Named object pointing entries:
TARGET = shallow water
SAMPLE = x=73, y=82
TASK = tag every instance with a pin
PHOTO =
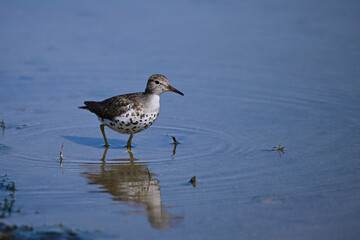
x=254, y=74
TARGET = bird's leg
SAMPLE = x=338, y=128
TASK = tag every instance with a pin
x=104, y=155
x=128, y=145
x=103, y=132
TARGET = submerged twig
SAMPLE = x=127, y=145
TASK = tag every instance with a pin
x=2, y=125
x=279, y=148
x=193, y=181
x=174, y=139
x=61, y=154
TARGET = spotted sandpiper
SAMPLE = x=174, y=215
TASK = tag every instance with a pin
x=134, y=112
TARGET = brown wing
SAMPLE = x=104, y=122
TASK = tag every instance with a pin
x=115, y=106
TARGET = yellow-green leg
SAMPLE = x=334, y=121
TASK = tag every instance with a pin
x=103, y=132
x=128, y=145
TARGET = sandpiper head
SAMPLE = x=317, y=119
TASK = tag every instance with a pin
x=158, y=84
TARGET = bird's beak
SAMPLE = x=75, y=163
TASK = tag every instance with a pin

▶ _Your goal_
Please switch "with a pin" to "with a dot" everywhere in these lines and write them out again with nothing else changed. Leave the pictures out of the answer.

▶ _Result below_
TARGET = shallow water
SAMPLE = x=73, y=82
TASK = tag every instance with a dot
PHOTO =
x=254, y=74
TARGET = bird's leg
SAMPLE = x=338, y=128
TASK = tag every instance with a dot
x=104, y=155
x=128, y=145
x=103, y=132
TARGET = submerged twig
SAMPLE = x=127, y=145
TASK = tag every instance with a dot
x=2, y=125
x=279, y=148
x=193, y=181
x=174, y=139
x=61, y=154
TARGET = spotted sandpiper
SAMPLE = x=174, y=215
TASK = tag every instance with a dot
x=134, y=112
TARGET = brown wing
SAMPLE = x=104, y=122
TASK = tag every instance with a dot
x=115, y=106
TARGET = yellow-green leg
SAMPLE = x=334, y=121
TASK = tag every instance with a dot
x=103, y=132
x=128, y=145
TARGET = sandpiper head
SAMPLE = x=317, y=119
TASK = tag every instance with a dot
x=158, y=84
TARGET = bird's beak
SAMPLE = x=75, y=163
TASK = tag every instance with a dot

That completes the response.